* What you have to do *
Return the line containing "Where can you spot the walnut half" and all lines after it exactly; stop at the end of the material.

* Records for this exercise *
-- BEGIN --

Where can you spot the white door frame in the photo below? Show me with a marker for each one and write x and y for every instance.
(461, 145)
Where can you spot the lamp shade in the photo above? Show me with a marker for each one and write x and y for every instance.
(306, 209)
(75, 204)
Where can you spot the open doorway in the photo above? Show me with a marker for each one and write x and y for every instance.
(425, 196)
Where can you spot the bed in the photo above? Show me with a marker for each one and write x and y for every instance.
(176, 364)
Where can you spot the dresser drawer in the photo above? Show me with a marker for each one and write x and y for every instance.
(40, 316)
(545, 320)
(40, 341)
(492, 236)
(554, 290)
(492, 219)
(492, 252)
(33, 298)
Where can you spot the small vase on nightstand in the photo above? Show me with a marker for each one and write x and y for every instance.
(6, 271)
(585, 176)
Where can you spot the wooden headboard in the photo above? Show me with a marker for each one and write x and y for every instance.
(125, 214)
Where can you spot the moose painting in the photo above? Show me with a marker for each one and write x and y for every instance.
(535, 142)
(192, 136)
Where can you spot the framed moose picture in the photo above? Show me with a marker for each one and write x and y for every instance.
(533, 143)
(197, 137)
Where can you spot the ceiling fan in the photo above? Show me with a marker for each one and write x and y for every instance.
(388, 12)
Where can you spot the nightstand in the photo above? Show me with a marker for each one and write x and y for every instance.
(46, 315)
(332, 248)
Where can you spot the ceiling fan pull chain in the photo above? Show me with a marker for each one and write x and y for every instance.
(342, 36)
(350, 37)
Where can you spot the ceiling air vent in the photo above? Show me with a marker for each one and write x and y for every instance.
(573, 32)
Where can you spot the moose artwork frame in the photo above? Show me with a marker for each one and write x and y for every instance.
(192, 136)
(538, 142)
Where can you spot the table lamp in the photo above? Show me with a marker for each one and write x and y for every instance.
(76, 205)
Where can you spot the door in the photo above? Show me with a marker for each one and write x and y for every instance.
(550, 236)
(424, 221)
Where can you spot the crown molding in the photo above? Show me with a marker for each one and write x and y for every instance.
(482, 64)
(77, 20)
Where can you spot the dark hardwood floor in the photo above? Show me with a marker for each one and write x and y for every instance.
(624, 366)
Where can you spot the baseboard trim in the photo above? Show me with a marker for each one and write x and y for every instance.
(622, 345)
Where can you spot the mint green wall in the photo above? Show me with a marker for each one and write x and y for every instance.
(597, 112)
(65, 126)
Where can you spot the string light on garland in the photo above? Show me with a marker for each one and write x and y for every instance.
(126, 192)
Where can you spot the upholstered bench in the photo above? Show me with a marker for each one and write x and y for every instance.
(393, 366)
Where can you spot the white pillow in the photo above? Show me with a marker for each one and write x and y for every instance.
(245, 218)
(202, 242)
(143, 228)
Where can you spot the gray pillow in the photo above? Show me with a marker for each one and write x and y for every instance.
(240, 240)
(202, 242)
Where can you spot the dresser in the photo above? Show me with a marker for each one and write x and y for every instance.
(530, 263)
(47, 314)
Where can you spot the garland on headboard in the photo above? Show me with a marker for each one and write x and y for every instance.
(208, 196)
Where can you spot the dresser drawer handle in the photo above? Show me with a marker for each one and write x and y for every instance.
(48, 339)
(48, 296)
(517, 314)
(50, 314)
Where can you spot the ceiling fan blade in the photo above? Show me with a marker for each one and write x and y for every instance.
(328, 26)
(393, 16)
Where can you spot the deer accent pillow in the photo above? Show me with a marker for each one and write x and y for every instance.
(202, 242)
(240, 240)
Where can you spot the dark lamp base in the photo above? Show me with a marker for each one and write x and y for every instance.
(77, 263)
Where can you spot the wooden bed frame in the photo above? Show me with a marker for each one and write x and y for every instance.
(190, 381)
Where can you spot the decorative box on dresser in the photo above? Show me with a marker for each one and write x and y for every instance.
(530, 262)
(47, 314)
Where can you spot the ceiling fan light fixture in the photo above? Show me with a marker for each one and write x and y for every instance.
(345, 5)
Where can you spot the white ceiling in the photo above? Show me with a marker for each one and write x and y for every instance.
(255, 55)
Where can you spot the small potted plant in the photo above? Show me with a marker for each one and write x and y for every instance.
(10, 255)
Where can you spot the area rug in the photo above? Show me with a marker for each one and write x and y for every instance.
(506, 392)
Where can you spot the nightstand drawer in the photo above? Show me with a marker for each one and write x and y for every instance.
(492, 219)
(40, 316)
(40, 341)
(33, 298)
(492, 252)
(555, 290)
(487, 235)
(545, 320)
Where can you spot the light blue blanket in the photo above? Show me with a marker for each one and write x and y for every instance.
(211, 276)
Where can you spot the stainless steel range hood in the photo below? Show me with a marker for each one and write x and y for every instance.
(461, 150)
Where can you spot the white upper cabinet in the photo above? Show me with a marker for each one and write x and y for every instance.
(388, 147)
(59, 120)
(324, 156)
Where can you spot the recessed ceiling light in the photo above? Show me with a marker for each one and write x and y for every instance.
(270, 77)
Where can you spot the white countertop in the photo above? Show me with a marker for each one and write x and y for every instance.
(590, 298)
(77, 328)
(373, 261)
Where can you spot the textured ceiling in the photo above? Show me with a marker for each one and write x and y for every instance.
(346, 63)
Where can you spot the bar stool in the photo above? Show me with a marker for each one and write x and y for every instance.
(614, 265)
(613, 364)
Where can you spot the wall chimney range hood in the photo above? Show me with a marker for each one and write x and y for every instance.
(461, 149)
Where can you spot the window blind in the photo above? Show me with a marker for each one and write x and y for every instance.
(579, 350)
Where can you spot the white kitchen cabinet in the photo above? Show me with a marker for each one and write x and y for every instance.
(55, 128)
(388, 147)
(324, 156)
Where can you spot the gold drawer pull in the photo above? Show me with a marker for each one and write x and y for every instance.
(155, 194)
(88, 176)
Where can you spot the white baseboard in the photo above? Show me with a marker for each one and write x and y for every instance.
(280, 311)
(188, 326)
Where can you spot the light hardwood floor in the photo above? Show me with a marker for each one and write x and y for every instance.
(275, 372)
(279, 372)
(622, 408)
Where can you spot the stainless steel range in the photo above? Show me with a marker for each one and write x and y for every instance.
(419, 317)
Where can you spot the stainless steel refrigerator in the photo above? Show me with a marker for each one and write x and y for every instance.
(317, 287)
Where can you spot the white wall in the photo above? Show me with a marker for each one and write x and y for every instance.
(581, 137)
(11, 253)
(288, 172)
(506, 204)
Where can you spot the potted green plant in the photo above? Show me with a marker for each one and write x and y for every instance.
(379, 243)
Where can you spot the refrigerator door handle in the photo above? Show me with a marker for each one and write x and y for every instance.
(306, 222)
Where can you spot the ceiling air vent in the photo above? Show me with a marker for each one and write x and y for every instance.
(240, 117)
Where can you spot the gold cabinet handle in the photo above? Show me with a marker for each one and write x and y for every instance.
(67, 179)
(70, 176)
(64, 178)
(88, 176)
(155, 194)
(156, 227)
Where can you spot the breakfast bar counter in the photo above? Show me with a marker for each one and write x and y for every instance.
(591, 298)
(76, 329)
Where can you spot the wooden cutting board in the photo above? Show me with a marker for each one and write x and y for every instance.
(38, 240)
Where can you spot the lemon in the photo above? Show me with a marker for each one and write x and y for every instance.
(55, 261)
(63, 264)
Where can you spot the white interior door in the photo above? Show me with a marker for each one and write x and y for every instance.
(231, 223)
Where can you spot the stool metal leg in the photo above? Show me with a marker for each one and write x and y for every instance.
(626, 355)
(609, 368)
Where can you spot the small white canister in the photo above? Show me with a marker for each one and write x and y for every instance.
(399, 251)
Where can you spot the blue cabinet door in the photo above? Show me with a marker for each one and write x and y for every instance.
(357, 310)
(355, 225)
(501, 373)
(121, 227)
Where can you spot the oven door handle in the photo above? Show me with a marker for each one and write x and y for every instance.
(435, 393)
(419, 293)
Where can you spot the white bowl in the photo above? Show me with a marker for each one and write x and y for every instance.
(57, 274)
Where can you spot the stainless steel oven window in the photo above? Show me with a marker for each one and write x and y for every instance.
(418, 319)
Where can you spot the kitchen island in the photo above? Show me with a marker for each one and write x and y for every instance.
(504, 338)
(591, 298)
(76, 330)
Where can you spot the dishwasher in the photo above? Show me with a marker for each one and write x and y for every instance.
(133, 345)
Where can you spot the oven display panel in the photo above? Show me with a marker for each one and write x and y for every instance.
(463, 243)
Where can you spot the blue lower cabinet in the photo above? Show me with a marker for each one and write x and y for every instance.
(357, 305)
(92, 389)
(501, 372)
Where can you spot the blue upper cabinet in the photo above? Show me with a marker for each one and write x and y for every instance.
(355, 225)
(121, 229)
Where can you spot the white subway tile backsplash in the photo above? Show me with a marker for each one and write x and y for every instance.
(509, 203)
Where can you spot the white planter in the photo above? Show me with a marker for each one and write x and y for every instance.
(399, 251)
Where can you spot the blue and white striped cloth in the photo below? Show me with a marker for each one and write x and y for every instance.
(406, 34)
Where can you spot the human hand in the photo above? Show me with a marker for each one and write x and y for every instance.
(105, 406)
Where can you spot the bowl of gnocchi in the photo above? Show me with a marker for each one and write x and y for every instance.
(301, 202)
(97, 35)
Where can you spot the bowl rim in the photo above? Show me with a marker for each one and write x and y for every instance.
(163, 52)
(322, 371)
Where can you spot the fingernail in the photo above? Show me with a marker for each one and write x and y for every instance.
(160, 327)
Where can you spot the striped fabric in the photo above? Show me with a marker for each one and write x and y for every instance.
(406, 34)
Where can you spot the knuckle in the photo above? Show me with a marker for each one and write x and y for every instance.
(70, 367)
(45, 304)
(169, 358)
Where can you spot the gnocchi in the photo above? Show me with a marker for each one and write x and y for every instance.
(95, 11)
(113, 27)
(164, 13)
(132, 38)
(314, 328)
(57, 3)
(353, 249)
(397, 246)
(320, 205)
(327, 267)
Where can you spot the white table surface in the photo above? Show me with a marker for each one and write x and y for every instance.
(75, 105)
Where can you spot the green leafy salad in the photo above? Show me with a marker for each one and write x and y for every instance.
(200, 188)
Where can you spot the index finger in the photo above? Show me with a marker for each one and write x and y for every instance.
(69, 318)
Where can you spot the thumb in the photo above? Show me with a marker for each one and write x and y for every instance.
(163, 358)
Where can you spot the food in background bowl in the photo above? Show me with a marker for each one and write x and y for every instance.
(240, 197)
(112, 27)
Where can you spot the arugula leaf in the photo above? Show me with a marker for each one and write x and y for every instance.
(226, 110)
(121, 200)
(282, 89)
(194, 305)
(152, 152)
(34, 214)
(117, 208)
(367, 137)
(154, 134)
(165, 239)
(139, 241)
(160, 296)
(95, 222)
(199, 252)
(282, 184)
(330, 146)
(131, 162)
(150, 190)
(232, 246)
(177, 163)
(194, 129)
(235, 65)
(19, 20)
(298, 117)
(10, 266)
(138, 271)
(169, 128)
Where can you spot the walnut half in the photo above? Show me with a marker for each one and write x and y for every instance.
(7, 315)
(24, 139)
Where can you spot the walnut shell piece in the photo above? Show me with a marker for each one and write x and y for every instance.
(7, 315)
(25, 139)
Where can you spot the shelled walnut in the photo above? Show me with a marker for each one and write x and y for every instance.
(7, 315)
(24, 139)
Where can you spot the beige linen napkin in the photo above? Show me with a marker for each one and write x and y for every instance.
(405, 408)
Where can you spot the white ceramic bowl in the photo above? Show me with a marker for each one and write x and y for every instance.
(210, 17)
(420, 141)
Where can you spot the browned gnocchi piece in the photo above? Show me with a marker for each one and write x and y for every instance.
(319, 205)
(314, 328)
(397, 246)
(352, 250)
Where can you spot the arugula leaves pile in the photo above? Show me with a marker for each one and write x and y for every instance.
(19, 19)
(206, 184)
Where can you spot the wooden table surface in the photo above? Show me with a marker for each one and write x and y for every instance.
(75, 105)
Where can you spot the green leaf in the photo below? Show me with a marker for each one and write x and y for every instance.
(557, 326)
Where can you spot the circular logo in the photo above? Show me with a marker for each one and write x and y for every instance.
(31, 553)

-- END --

* Answer to the problem *
Where can you spot the walnut half in the photo above? Show me with a marker for each one and write x and y for every instance.
(7, 315)
(24, 139)
Where can you spot the walnut shell piece in the photo above? Show me with a marker for each one and write x and y for every instance.
(7, 315)
(25, 139)
Where can you spot the shelled walnut in the photo above? Show me with a marker for each one and write x and y for every instance.
(7, 315)
(24, 139)
Where can you spot the beige linen napkin in the photo above? Show me with a marker for each one and write x and y for every instance.
(405, 408)
Where can you spot the white ceramic bowl in the photo above? Show me with a marker for each one and write x and y for every instance.
(210, 17)
(420, 141)
Where can you spot the browned gnocchi piece in the photo above? Show me with a marker for each one and write x and y for every instance.
(319, 205)
(314, 328)
(397, 246)
(352, 250)
Where can you spot the arugula leaves pile in the photo above? Show me with a marker for each one and write x and y for every instance.
(19, 19)
(206, 184)
Where can you spot the wooden table surface in the photo above? Show me with a marker for each one and write x and y for every instance.
(75, 105)
Where can you spot the green leaf in the photo below? Show me with a marker for each one and write x and y for every instance.
(557, 326)
Where can you spot the circular logo in the photo above? Show me with a marker for each one and write x and y for every instance.
(31, 553)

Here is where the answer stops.